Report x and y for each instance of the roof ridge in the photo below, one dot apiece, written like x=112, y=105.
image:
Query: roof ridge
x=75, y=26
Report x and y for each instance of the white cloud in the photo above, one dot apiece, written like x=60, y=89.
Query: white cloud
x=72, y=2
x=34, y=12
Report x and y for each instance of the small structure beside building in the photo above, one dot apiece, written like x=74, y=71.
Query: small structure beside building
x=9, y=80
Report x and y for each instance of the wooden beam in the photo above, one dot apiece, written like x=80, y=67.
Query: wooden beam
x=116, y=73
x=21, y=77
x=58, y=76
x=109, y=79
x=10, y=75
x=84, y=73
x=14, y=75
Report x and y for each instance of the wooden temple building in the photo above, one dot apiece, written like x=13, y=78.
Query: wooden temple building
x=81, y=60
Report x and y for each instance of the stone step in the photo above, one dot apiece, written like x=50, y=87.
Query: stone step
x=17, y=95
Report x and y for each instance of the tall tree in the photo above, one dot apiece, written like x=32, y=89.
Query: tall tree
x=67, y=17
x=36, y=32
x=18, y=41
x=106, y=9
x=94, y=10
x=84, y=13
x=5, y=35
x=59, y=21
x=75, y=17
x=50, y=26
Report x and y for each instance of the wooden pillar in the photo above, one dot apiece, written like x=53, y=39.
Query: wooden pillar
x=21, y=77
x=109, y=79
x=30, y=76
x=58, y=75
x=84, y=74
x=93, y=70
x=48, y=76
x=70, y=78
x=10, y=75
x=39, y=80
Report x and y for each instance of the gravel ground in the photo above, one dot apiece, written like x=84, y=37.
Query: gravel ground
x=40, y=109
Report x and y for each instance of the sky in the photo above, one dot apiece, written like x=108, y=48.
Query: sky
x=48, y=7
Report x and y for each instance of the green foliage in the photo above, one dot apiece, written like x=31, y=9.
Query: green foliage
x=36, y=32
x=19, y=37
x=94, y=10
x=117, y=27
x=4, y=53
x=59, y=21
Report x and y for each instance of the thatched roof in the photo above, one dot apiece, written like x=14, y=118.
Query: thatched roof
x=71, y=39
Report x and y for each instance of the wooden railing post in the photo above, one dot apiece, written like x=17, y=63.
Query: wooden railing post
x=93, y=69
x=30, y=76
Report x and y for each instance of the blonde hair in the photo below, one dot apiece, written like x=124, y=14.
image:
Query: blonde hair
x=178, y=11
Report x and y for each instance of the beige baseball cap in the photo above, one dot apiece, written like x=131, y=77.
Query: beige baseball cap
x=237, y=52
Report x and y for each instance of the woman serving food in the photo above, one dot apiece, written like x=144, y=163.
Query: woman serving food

What you will do: Please go through the material and return each line where the word "food" appears.

Result:
Report x and y for each instance of the woman serving food in the photo above, one dot apiece, written like x=144, y=163.
Query: woman serving food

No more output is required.